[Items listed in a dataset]

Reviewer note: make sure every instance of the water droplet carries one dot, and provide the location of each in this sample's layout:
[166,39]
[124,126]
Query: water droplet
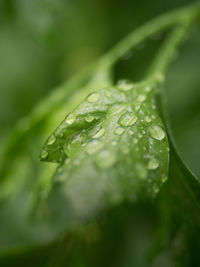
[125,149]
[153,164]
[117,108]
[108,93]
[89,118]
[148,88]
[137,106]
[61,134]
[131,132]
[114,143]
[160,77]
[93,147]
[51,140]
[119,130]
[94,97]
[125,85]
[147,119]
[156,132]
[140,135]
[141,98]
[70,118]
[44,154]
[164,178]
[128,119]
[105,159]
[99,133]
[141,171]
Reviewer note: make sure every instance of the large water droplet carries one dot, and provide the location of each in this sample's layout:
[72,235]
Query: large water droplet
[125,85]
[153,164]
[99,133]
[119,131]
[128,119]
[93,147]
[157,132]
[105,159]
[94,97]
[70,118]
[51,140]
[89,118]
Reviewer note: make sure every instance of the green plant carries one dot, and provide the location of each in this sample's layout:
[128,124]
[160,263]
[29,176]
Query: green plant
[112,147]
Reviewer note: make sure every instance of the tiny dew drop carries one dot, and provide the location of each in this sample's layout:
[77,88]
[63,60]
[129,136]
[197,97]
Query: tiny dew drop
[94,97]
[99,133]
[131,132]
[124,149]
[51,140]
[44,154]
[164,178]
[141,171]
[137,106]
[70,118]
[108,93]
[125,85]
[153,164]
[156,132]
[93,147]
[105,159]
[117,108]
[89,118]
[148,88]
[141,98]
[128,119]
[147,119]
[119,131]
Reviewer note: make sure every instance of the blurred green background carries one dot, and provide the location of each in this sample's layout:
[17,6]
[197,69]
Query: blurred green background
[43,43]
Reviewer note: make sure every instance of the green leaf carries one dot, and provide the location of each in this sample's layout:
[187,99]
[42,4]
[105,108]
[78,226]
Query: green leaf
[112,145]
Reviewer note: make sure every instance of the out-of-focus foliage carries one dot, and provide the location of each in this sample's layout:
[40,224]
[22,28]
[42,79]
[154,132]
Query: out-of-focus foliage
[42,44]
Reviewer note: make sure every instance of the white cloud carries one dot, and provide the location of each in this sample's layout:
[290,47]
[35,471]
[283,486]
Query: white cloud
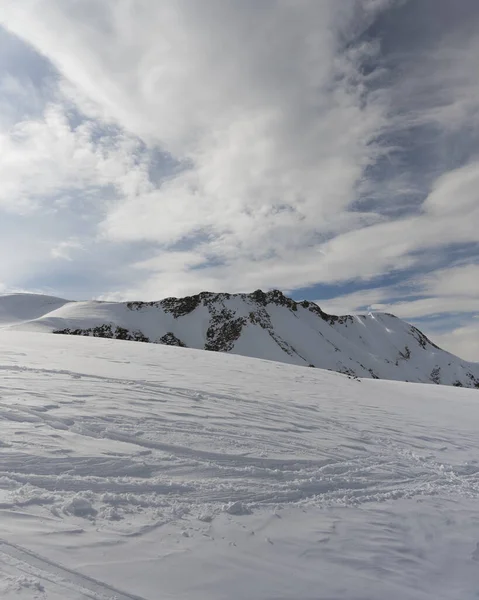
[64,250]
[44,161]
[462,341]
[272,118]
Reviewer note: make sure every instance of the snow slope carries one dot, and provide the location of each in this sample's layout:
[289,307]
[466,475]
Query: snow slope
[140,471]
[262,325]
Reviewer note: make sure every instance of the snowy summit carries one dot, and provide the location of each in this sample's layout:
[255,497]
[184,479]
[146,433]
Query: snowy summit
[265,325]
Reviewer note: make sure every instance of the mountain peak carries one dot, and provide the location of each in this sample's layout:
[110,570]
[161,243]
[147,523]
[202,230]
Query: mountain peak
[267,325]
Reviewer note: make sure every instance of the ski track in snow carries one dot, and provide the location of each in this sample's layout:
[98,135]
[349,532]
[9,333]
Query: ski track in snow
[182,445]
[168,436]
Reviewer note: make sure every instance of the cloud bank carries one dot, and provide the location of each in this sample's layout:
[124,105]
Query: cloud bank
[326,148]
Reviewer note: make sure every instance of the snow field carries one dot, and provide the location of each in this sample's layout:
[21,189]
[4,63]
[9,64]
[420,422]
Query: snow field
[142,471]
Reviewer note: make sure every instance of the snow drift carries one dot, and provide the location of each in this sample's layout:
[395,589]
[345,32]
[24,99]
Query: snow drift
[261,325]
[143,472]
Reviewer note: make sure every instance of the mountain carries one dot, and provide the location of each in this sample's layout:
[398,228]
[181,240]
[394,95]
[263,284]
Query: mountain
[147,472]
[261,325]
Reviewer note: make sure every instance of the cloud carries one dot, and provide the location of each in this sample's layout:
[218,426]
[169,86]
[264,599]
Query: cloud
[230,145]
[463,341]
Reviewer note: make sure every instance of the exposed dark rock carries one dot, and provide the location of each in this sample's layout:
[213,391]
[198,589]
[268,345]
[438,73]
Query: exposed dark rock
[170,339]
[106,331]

_GIVEN TASK_
Swap every "Reviewer note" in the material above for "Annotator note" and reproduce it with nothing else changed. Leave the pictures out.

_EXERCISE RESULT_
Annotator note: make sure every instance of the water droplet carries one dot, and provide the location of each in this sample's layout:
[166,39]
[124,126]
Query: water droplet
[125,149]
[153,164]
[117,108]
[108,93]
[89,118]
[148,88]
[137,106]
[61,134]
[131,132]
[114,143]
[160,77]
[93,147]
[51,140]
[119,130]
[94,97]
[125,85]
[147,119]
[156,132]
[140,135]
[141,98]
[70,118]
[44,154]
[164,178]
[128,119]
[105,159]
[99,133]
[141,171]
Annotator note: make sure every instance of the large water droplet carries one dot, and provide the location of each in this sample's layout:
[72,235]
Query: large water droplet
[125,85]
[153,164]
[99,133]
[119,131]
[128,119]
[93,147]
[157,132]
[105,159]
[94,97]
[70,118]
[51,140]
[89,118]
Annotator note: make sure every instance of the green plant carries one dot, and provide the location of each in this sample's layout:
[128,124]
[160,263]
[29,176]
Query: green plant
[112,147]
Annotator note: make sure every instance of the tiny dew drop carries one dot, and provide the location of each in this sample's layout:
[77,88]
[63,60]
[129,136]
[197,97]
Query: tiny dew drop
[94,97]
[99,133]
[131,132]
[124,149]
[51,140]
[44,154]
[164,178]
[141,171]
[137,106]
[70,118]
[108,93]
[125,85]
[153,164]
[156,132]
[93,147]
[105,159]
[117,108]
[89,118]
[148,88]
[141,98]
[128,119]
[147,119]
[119,131]
Annotator note: make sure every instance of the blurred green background carries one dot, and provide the location of each in this sample's layout:
[17,6]
[197,69]
Query: blurred green background
[43,43]
Annotator note: make sure every instance of the green leaf carries one dot, and provide the location of each in this sample's layout:
[187,99]
[42,4]
[105,108]
[78,226]
Query: green leaf
[112,145]
Annotator note: make sure every instance of the out-of-focus foliage carries one dot, and provide the location of each in this sample's layout:
[40,224]
[22,28]
[42,79]
[154,132]
Query: out-of-focus foliage
[42,44]
Annotator note: make sure every instance of the white cloud carries one dot, and provide the location of each in this sample's layout:
[290,47]
[35,471]
[283,486]
Query: white cloud
[64,250]
[44,161]
[462,341]
[272,118]
Annotator note: make sure every instance of the snow slope carries one dot, and provide the location of each in this sample's layout:
[289,307]
[466,475]
Query: snow slope
[140,471]
[262,325]
Annotator note: make sure every instance of the snowy summit carries one dot, and provide the location of each in this sample's layout:
[255,497]
[184,479]
[146,433]
Query: snowy summit
[265,325]
Annotator note: make sure every instance of the mountain peak carries one dot, and provide the location of each in this sample's layout:
[110,570]
[161,243]
[147,523]
[202,230]
Query: mountain peak
[267,325]
Annotator note: make sure every instance of the ski track in snow carries one dot, and provide the location of each in this sample's layout:
[98,135]
[349,532]
[9,333]
Query: ski track in snow
[182,445]
[168,436]
Annotator note: make sure every instance of the cloud bank carries one dot, and provide the location of each in this sample's layout:
[124,105]
Query: cloud bank
[326,148]
Annotator note: make sure every instance of the snow field carries one dot, and provide the location of each in this sample's layout:
[21,189]
[4,63]
[9,64]
[420,422]
Query: snow field
[142,471]
Annotator note: make sure every instance of the snow drift carries one dot, and provide the location of each in this sample's layout:
[395,589]
[345,32]
[24,99]
Query: snow drift
[261,325]
[143,472]
Annotator note: make sure every instance of the mountain carries one dot, and provide the location of each in this sample's layout:
[398,228]
[181,240]
[394,95]
[263,284]
Query: mountain
[147,472]
[261,325]
Annotator note: make sure every instance of the cloud carries one dot, and provide the location of each in this sample's layout:
[218,426]
[169,86]
[264,599]
Query: cloud
[230,145]
[463,341]
Annotator note: make sure every instance of the exposed dark rock carries one dot, and provide the location of each in this sample's layout:
[213,391]
[198,589]
[268,345]
[438,73]
Query: exposed dark rock
[170,339]
[106,331]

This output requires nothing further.